**** MATERIAL PROVIDED

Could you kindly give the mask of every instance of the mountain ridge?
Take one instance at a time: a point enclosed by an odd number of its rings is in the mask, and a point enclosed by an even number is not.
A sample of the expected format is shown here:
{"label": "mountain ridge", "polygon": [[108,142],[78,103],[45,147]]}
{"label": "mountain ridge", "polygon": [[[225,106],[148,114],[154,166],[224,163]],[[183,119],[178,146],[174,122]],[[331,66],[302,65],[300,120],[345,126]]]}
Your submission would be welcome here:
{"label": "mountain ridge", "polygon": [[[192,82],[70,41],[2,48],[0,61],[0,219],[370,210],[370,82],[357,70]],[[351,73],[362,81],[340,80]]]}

********

WHAT YOU ARE ASKED TO DO:
What you return should match the data character for character.

RESULT FOR THIS TASK:
Could you kindly give the mask of every instance of the mountain ridge?
Take one instance at a time: a point enclosed by an odd number of its rings is in the mask, and a point enclosed by an even number is not.
A sample of the expected format is shown here:
{"label": "mountain ridge", "polygon": [[108,142],[78,103],[45,147]]}
{"label": "mountain ridge", "polygon": [[[225,106],[148,114],[154,166],[224,163]],[[183,119],[178,146],[174,122]],[[331,66],[302,65],[300,120],[345,126]]]}
Your submission would be welcome here:
{"label": "mountain ridge", "polygon": [[[192,82],[70,41],[2,48],[0,61],[0,219],[370,210],[370,82],[357,70]],[[351,73],[362,81],[340,80]]]}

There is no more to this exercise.